[Task input Boundary: Start]

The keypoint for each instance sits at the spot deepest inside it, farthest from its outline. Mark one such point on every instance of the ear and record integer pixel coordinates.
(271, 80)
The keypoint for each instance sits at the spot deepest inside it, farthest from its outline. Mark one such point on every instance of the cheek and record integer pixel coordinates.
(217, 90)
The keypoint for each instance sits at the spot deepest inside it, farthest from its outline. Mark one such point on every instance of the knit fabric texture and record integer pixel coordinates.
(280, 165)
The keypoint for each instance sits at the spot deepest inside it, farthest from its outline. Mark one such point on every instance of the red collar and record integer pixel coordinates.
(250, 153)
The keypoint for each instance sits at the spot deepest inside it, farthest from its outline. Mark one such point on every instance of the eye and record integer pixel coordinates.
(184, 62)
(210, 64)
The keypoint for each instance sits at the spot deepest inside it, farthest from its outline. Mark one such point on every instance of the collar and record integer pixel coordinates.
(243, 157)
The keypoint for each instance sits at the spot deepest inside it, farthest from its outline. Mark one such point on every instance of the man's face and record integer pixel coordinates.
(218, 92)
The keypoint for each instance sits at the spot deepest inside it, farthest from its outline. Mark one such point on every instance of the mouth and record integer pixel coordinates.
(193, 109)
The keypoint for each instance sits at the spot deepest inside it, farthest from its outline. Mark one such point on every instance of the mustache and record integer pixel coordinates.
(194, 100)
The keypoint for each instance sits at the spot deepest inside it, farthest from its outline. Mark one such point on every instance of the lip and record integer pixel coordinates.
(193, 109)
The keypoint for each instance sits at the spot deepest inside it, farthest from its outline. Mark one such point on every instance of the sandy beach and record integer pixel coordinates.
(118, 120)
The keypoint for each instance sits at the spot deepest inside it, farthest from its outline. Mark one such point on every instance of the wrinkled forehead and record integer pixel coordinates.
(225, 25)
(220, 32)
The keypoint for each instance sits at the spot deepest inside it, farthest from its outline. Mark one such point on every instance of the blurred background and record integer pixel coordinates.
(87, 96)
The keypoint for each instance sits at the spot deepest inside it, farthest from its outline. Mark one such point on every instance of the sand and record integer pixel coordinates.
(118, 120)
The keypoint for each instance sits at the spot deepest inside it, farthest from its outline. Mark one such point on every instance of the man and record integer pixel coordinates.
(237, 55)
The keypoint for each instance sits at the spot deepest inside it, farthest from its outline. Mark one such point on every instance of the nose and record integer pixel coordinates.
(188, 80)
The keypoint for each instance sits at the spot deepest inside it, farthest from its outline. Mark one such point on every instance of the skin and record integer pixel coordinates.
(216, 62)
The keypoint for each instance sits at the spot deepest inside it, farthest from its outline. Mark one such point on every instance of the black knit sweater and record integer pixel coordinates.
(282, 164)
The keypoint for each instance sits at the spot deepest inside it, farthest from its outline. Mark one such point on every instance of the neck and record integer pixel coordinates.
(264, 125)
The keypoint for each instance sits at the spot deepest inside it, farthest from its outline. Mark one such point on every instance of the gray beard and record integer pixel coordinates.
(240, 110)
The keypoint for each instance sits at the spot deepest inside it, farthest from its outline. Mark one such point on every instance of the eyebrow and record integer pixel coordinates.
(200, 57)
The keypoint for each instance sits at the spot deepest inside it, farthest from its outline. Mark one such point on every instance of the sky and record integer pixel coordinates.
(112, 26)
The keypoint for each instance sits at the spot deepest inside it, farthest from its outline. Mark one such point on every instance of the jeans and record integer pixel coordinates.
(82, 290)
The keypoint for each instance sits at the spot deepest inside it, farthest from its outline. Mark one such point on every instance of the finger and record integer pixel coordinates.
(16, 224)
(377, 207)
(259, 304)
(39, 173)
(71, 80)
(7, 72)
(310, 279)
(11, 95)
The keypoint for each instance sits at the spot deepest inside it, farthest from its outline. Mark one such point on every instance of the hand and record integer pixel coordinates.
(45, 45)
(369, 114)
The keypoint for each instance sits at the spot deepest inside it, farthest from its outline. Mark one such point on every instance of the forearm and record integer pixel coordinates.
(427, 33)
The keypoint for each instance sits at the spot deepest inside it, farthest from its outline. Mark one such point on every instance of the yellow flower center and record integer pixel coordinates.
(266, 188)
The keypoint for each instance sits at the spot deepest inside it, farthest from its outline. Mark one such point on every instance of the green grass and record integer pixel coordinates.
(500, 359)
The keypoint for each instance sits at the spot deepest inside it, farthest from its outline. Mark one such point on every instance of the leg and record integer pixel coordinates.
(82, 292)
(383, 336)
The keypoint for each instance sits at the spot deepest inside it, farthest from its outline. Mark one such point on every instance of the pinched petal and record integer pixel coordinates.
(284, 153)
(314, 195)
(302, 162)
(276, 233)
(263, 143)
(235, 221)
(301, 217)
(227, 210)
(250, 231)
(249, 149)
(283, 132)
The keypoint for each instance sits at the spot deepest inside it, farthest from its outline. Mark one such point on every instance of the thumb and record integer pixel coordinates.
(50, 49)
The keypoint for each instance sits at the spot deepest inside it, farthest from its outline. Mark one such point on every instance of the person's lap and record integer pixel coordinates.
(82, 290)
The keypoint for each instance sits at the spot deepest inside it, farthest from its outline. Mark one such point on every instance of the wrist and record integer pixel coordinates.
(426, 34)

[Task input Boundary: End]

◆ Problem statement: Copy out every line of the data above, exactly as given.

◆ Solution:
The keypoint for each instance sits at the spot deepest inside it, farthest from its outline. Mark one such point on every instance of the ear and record integer pixel coordinates.
(271, 80)
The keypoint for each instance sits at the spot deepest inside it, farthest from its outline. Mark one such point on every instance of the cheek and record integer pixel coordinates.
(217, 90)
The keypoint for each instance sits at the spot deepest inside it, farthest from its outline. Mark one such point on every instance of the knit fabric texture and record integer pixel coordinates.
(280, 165)
The keypoint for each instance sits at the spot deepest inside it, farthest from its outline. Mark one such point on every instance of the red collar and record integer pixel coordinates.
(250, 153)
The keypoint for each instance sits at the spot deepest inside it, farthest from its outline. Mark one such point on every instance of the eye and record integer pixel coordinates.
(184, 62)
(210, 64)
The keypoint for each instance sits at the spot deepest inside it, farthest from its outline. Mark one such point on every instance of the collar and record integer pixel coordinates.
(243, 157)
The keypoint for each instance sits at the spot deepest inside it, farthest from its outline. Mark one such point on every instance of the man's face and record integer pixel coordinates.
(218, 92)
The keypoint for each instance sits at the spot deepest inside it, farthest from its outline. Mark one such point on every instance of the mouth and record integer pixel coordinates.
(193, 109)
The keypoint for each instance sits at the spot deepest inside it, farthest from its outline. Mark one such point on every instance of the mustache and record integer pixel coordinates.
(194, 100)
The keypoint for each instance sits at the spot deepest inside it, farthest from its outline. Mark one such point on every instance of the lip and record integer pixel coordinates.
(193, 109)
The keypoint for each instance sits at the spot deepest inside it, farthest from its outline. Mark one such point on every instance of the sandy beach and record integer pixel coordinates.
(118, 120)
The keypoint for each instance sits at the spot deepest inside it, farthest from its outline. Mark one such point on every instance of the wrinkled forehead and record integer pixel coordinates.
(225, 25)
(220, 32)
The keypoint for each instance sits at the spot deepest inside it, farthest from its outline. Mark one such point on every instance of the blurred background and record integer pixel coordinates.
(87, 96)
The keypoint for each instance sits at the spot deepest inside it, farthest from its outline. Mark one such point on every instance of the sand and record integer pixel coordinates.
(118, 120)
The keypoint for each instance sits at the spot deepest inside it, farthest from its outline. Mark one such point on every instance of the man and record integer pixel coordinates.
(237, 55)
The keypoint for each instance sits at the spot deepest inside it, farthest from its outline. Mark one such point on every instance of the nose and record integer pixel coordinates.
(188, 80)
The keypoint for each instance sits at the spot deepest inside it, farthest from its outline. Mark one such point on every instance of the skin and record integer pixel coordinates.
(216, 62)
The keypoint for each instance sits at the spot deepest inside it, farthest from its outline. Mark one such point on every instance of the black knit sweater and record integer pixel coordinates.
(282, 164)
The keypoint for each instance sits at the spot deepest inside it, farthest from its outline. Mark one such point on every instance of the neck and record integer pixel coordinates.
(264, 125)
The keypoint for each instance sits at the spot deepest inside it, farthest from its outline. Mark one such point on every instance of the gray beard and record integer pixel coordinates.
(240, 110)
The keypoint for each instance sits at the spot deepest inside it, farthest from its outline. Mark one such point on every instance of the eyebrow and record integer pixel coordinates.
(200, 57)
The keypoint for each instance sits at the spot deepest inside it, farthest from its outline. Mark one such point on every instance of the sky and record integer pixel coordinates.
(112, 26)
The keypoint for each instance sits at the spot deepest inside it, farthest from its outline. Mark one such point on every instance of the jeans and record integer pixel coordinates.
(82, 290)
The keypoint for each instance sits at the spot deepest inside it, farthest from its outline. Mark one such point on every instance of the finger and record integer pixel coordinates.
(16, 224)
(377, 207)
(259, 304)
(39, 173)
(71, 80)
(7, 72)
(310, 279)
(11, 95)
The keypoint for each instance sits at the spot deepest inside it, farthest from its outline. Mark one such point on every instance of the hand and record integer pixel coordinates.
(45, 45)
(369, 114)
The keypoint for each instance sits at the spot deepest inside it, farthest from its outline. Mark one such point on every instance of the forearm and record integer pixel coordinates.
(427, 33)
The keypoint for each instance sits at the spot deepest inside it, farthest from its outline. Mark one such point on every instance of the yellow flower center and record integer pixel coordinates.
(266, 188)
The keypoint for each instance sits at the spot deepest inside it, farthest from its outline. Mark one such point on every instance of the green grass and record integer pixel coordinates.
(500, 359)
The keypoint for each instance sits at the spot deepest inside it, farthest from its outline. Mark one such point on every instance of the leg and record integer pixel coordinates.
(82, 292)
(383, 336)
The keypoint for each instance sits at the spot deepest inside it, farthest from its outline. Mark one such point on every instance of the pinched petal and record integer pixel coordinates.
(284, 153)
(314, 195)
(302, 162)
(276, 233)
(263, 143)
(235, 221)
(301, 217)
(227, 210)
(250, 231)
(249, 149)
(283, 132)
The keypoint for each instance sits at the spot deepest inside it, farthest from its outline. Mark one such point on every instance of the thumb and record integer pixel coordinates.
(50, 49)
The keypoint for each instance sits at the spot deepest inside it, farthest from its outline. Mark one such point on every instance of the person's lap and record integer pixel coordinates.
(82, 290)
The keypoint for each instance sits at the spot deepest inside it, farthest from its outline. Mark one such point on every instance of the wrist and record integer pixel coordinates.
(426, 34)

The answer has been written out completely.